Task set:
a. In the passage, what kind of vehicle was Angela driving through the standing water?
b. Copy the passage word for word, starting at "The next morning, I" and ending at "be fully mended.".

Source document:
▬▬▬

There’s nothing more exhilarating than riding in a Jeep through masses of standing water. With each push forward, my friend Angela expertly maneuvered through enormous puddles, sending fountain-like arcs of aquatic glory past my passenger-side window.

This was joy to me.

It was a welcome reprieve considering the past couple of years had unraveled in ways I never saw coming. In fact, this watery wonder, cruising through the quaint streets of the beloved beach island I called home, was a rare outing for me.

I wouldn’t call myself a shut-in exactly, but if you had spotted me out and about in recent months, you might have likened it to a unicorn sighting—rare and a shock to the system. Rare, because leaving my house required something other than pajamas. Shocking, because it meant I had somehow rallied after a morning of ugly crying.

These days, the ugly cries came less frequently, but getting out the door still required careful planning and a healthy dose of positive self-talk. Angela, sensing all I had been through, didn’t attempt to fill the space between us with mindless chatter. She let the air breathe, allowing our hearts to settle into a comforting silence.

And wouldn’t you know it? In that silence, as we rolled forward over the waterlogged road, a rainbow appeared.

It was magnificent. A full curve stretching across the sky, untouched by a single cloud. We both took it in, wordless at first, until Angela finally spoke the thought we were both holding:

“This has to mean brighter days are ahead.”

I nodded, hoping with everything in me that she was right. Not just for our community, which had been pummeled by weeks of relentless storms, but selfishly, for me. I needed this to mean something. The universe wouldn’t place something so breathtaking in my path if life wasn’t about to shift in a meaningful way… right?

At that moment, although I wasn’t ready for it, a tiny doorway of hope cracked open in my heart.

Angela pulled into my driveway, gave me one of those deep, soulful hugs she’s known for, and I stepped onto the sand-packed pavers, feeling something I hadn’t felt in a long time: the possibility of relief.

But relief never came.

The next morning, I woke up expecting transformation. I brushed my teeth, looked in the mirror, and waited for the shift. And then it hit me. Nothing had changed.

Worse yet, everything that had once shattered me remained intact, as if locked in a forgotten pause. My father was gone—forever. And instead of the clarity or closure I had hoped for, I was left with the unsettling reality that some pieces of life can never be fully mended.

By some unknown force of grace, the years, months, and weeks leading up to our last conversations allowed them to be light, even warm. A reminder that the love we shared, though imperfect, continued to move freely in both directions. And still, his sudden departure sent shockwaves through my family, shifting fault lines in ways I couldn’t control. Unable to bear it, like a sea turtle stunned motionless after a sudden freeze warning, I collapsed inward and began my retreat from the external world.

Then, there was my future looming over me, a blank slate waiting to be filled. My identity had been tethered to raising my boys, but soon, my nest would be empty.

▬▬▬

Entries from a point annotation set:
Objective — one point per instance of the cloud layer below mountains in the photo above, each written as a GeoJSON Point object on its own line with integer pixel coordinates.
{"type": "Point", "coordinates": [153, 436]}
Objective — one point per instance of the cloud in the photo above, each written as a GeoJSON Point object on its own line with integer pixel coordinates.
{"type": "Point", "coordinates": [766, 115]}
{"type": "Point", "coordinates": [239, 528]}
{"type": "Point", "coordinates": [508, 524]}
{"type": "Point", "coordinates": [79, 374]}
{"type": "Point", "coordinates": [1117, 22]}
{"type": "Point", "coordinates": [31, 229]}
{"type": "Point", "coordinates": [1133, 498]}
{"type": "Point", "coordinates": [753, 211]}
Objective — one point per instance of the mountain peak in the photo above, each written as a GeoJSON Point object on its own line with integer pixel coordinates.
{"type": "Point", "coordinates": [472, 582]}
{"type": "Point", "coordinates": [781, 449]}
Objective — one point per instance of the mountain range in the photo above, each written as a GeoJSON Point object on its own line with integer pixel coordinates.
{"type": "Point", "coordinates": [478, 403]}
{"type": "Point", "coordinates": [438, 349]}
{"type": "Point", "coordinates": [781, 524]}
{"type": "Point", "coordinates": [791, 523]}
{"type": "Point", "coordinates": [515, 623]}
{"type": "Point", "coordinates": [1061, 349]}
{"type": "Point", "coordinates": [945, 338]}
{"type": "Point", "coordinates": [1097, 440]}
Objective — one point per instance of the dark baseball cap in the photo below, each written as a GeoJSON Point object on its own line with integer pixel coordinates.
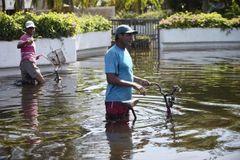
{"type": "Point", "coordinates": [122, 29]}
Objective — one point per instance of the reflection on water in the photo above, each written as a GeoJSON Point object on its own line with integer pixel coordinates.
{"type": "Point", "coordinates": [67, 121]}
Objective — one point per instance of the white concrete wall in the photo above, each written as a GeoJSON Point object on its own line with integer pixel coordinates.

▬▬▬

Worked solutions:
a. A Jeep.

b.
The next morning, I woke up expecting transformation. I brushed my teeth, looked in the mirror, and waited for the shift. And then it hit me. Nothing had changed.

Worse yet, everything that had once shattered me remained intact, as if locked in a forgotten pause. My father was gone—forever. And instead of the clarity or closure I had hoped for, I was left with the unsettling reality that some pieces of life can never be fully mended.